■ **Work to be completed**: All lines from the one containing "the white stripe" to the end of the data below are to be returned exactly, both ends included, with nothing added.

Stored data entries
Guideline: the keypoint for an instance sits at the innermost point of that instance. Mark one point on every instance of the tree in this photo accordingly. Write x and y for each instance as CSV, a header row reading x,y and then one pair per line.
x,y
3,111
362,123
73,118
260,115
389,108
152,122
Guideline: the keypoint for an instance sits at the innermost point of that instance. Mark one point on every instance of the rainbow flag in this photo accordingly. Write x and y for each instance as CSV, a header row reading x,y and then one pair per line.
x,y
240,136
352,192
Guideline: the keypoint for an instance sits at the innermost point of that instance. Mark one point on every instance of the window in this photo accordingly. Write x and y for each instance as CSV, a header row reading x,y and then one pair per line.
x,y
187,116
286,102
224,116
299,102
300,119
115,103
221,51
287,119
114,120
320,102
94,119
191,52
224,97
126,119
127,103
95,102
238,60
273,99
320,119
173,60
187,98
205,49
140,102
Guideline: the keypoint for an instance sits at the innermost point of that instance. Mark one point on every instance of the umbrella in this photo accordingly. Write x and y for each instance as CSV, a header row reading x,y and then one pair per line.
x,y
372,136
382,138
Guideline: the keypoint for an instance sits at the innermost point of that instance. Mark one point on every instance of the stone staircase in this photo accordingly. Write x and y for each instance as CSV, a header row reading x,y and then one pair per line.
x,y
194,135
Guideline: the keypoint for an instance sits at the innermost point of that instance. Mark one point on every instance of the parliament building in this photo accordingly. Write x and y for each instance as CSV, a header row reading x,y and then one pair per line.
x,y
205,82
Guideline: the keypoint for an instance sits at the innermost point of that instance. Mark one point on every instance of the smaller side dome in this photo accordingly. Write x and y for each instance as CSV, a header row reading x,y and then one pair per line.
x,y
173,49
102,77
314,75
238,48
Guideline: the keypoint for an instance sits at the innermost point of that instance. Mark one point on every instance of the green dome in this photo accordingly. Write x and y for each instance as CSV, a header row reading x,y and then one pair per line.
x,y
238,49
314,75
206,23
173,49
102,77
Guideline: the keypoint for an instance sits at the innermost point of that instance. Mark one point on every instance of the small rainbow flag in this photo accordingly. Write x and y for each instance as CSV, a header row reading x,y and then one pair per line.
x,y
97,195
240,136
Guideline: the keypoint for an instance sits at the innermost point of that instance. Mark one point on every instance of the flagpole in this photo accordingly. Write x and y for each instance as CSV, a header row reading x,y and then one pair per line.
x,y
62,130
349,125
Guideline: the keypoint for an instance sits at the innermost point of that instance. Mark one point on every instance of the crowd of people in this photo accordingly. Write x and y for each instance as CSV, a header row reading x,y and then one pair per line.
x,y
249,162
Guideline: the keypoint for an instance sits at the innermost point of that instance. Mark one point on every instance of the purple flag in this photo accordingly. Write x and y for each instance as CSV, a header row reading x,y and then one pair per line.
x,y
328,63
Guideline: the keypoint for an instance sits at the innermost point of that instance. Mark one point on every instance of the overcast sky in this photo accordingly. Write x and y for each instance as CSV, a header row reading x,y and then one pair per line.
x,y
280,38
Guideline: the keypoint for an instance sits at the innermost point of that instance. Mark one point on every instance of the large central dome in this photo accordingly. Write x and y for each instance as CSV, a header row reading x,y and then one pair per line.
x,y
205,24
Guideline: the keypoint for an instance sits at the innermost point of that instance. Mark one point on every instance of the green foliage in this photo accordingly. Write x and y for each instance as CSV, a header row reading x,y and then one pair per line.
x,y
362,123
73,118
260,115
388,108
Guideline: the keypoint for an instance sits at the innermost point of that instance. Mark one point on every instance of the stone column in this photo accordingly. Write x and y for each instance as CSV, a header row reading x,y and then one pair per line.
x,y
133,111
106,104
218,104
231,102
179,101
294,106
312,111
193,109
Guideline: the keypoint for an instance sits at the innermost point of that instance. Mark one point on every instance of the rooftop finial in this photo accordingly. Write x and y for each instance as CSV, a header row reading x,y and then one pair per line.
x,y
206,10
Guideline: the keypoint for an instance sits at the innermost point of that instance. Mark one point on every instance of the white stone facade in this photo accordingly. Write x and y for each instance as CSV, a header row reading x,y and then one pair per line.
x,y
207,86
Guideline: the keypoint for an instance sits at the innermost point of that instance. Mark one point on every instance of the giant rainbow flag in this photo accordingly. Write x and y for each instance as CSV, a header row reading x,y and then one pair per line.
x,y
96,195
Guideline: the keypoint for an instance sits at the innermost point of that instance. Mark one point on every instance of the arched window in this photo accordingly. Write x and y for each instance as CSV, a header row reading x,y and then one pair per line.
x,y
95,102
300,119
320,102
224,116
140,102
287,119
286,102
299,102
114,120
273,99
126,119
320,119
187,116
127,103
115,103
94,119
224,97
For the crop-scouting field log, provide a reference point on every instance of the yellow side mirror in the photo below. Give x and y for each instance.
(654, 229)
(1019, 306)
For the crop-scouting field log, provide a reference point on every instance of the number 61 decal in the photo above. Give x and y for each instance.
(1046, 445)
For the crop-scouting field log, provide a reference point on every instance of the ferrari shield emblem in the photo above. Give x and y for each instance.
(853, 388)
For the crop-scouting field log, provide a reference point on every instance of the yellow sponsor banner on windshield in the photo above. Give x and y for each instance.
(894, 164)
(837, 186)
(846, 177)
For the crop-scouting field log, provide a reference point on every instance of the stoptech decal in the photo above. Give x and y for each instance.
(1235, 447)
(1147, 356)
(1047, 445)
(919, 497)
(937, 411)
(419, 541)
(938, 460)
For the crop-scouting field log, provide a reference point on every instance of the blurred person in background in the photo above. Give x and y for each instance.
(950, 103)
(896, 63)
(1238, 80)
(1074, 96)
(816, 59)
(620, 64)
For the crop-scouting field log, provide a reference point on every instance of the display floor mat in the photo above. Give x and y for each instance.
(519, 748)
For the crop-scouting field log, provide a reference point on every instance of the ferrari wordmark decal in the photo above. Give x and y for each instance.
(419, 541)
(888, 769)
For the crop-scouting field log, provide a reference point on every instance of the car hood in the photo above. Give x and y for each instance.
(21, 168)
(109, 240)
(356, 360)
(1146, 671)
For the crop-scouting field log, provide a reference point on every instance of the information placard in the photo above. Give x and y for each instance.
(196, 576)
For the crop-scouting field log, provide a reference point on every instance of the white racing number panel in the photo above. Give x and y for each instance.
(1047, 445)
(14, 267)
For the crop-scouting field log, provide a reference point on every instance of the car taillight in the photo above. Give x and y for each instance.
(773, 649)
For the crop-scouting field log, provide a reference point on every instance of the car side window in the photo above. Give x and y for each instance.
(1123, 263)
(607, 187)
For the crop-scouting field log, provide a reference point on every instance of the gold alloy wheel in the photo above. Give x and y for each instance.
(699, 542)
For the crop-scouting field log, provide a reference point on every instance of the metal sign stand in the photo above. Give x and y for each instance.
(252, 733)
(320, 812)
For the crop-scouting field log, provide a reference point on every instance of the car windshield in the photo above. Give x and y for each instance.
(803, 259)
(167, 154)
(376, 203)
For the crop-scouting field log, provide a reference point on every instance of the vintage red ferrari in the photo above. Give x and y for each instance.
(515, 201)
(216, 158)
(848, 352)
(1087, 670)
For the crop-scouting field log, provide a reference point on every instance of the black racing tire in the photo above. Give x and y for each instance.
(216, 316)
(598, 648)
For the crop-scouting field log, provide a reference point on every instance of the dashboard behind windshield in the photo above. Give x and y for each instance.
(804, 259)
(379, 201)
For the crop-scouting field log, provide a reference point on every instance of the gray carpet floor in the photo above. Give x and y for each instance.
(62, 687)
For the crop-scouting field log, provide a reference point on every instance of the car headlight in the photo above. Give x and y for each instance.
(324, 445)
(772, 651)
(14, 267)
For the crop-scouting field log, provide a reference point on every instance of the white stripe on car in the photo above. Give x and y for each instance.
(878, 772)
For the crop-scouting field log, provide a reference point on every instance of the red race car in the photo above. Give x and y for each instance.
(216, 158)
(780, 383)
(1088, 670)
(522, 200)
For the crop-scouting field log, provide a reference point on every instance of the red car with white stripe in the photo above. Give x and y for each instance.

■ **Response for this exercise**:
For the crop-scouting field log, provide a reference point on every instance of the white stripe on car in the photo above. Give x and y for each instance.
(878, 772)
For the crop-scouting field log, provide a reference point on every instance of the red race car in the photo above. Give x and y for each instance.
(216, 158)
(780, 383)
(1088, 670)
(522, 200)
For the crop-scouting field log, provide a reference point on every instance of the red car with white stripe in the photo above. Give x and y for each instance.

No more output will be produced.